Record extracts »
..........

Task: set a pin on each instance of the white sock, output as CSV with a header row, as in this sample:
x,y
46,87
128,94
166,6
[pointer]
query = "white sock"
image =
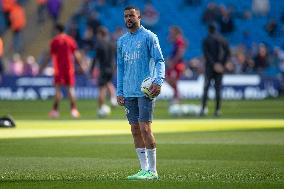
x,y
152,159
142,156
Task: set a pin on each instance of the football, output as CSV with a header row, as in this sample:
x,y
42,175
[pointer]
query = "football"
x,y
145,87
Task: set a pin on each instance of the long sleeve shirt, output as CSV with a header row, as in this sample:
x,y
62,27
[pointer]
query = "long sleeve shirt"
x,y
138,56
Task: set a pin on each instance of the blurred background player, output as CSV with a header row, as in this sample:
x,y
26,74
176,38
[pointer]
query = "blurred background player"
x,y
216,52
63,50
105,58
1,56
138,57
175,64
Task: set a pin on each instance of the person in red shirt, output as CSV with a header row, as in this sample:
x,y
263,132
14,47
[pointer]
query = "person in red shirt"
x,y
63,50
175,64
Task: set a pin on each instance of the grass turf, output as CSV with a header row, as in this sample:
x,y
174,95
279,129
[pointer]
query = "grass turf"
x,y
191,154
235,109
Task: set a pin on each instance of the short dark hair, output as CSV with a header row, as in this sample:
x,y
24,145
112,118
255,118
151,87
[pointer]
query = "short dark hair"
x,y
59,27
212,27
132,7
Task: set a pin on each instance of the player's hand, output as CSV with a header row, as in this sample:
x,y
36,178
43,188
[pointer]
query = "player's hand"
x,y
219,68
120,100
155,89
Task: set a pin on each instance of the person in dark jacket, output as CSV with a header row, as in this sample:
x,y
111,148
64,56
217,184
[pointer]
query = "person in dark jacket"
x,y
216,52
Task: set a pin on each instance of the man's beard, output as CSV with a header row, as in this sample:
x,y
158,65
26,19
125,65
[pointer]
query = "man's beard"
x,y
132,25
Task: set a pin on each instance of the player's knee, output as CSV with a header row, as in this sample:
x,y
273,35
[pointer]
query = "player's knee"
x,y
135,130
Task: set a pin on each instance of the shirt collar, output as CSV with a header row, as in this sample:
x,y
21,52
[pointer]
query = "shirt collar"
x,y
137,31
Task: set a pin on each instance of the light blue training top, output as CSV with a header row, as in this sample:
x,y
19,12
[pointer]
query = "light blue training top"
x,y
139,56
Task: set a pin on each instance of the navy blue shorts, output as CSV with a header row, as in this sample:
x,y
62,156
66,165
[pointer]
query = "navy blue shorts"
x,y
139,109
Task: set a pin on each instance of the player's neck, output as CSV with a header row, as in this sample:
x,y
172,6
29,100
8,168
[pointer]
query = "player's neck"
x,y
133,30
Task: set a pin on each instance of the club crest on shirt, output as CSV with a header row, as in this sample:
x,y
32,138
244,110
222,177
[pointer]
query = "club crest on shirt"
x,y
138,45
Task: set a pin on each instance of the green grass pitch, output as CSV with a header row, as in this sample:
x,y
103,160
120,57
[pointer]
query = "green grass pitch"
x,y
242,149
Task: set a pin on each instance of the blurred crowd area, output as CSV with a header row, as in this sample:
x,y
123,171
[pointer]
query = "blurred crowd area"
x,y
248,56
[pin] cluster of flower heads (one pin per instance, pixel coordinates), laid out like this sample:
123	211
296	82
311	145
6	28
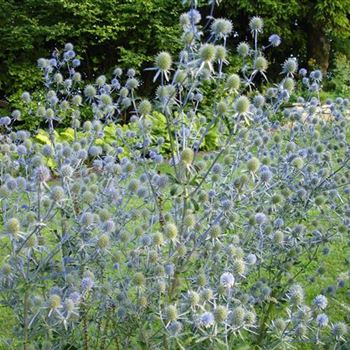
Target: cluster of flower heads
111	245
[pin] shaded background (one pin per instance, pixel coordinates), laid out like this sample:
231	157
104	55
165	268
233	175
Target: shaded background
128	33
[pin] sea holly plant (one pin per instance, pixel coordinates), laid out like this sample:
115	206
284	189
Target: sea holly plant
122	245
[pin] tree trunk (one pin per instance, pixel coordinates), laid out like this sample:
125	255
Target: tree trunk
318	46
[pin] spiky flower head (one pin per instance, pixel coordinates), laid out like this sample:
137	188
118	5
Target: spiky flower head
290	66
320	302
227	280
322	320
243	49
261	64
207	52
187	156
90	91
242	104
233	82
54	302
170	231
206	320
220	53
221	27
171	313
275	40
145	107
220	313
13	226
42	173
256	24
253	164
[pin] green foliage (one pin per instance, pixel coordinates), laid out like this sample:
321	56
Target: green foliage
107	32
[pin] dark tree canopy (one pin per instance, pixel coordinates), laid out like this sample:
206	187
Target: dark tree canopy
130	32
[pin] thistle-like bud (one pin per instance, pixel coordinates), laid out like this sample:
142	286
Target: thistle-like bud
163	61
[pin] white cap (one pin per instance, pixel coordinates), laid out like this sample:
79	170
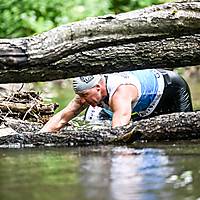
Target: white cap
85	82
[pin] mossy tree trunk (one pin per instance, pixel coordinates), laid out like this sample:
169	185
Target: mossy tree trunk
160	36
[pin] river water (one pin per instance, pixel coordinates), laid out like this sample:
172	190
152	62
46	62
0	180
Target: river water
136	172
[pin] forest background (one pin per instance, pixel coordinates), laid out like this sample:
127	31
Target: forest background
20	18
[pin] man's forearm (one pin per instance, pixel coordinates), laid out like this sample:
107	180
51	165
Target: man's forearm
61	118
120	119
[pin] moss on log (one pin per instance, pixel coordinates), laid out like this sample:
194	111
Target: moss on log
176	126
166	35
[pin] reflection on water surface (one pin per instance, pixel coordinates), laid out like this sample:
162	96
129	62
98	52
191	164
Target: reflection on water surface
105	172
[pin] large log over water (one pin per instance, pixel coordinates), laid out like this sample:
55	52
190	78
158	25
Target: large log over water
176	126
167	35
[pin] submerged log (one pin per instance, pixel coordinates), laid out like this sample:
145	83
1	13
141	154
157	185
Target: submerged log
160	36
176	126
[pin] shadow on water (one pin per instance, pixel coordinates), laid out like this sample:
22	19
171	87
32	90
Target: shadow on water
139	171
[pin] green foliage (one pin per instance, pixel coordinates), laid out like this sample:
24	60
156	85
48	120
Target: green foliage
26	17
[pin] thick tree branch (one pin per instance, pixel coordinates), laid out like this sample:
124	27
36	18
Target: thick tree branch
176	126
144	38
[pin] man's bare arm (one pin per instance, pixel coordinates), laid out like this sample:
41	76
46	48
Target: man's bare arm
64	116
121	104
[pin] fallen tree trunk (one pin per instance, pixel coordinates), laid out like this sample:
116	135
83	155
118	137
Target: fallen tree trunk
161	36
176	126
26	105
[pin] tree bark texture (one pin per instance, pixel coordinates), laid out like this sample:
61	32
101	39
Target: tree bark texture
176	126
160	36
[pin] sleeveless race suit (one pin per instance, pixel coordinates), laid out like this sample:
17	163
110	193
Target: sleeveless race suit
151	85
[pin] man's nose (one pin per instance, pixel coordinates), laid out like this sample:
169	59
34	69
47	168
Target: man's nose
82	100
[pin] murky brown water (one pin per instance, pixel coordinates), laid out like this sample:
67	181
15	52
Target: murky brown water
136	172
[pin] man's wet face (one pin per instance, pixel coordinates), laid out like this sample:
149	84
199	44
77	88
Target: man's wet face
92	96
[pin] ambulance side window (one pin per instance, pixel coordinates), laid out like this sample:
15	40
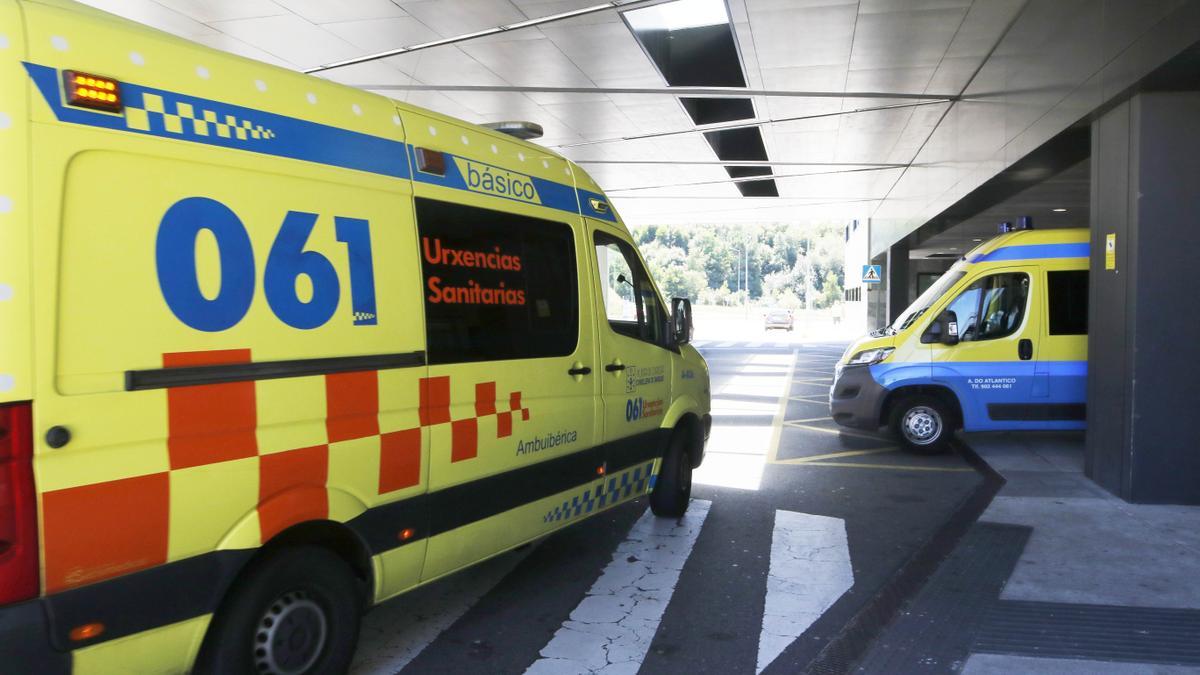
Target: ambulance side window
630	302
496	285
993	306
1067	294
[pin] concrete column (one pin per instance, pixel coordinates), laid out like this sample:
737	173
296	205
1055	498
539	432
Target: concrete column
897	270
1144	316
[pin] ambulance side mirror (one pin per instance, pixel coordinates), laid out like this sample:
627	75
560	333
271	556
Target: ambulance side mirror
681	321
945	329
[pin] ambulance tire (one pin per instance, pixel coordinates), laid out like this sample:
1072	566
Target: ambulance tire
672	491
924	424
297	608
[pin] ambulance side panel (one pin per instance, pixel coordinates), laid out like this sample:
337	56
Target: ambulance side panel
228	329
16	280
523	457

..........

What to produce »
Exactly the lines from the line containing "[pin] man's wet" through the last line of the entries above are to be quoted, both included, and nothing else. Pictures are left out.

Exercise response »
[pin] man's wet face (one pin per instance, pixel coordinates), laid out like this sample:
149	84
199	44
77	88
Target: man's wet face
92	96
[pin] ambulance side window (one pin per instance, pixel coordinates), laid out like this sample:
15	40
Target: ambulance side window
630	302
496	285
993	306
1067	294
[pin] concrete column (one pin per instance, pixel coordinates), laid out like this sample:
737	173
296	205
1055	498
539	432
Target: concrete column
897	270
1144	316
[pin] ambulance side mirror (one pin per instance, pixel coordinates), laid out like this sample:
627	75
560	333
271	556
Target: ambulance side mirror
681	321
945	329
[pin] ambulance tire (one pin per instance, pixel coordinates), laid out like this sample:
1072	566
Target: ambulance tire
672	491
924	424
297	608
[pin] ambulance side panel (one pin per instance, pixel coordinates), laid out like this sample:
337	56
Target: ambulance side panel
228	329
16	280
523	457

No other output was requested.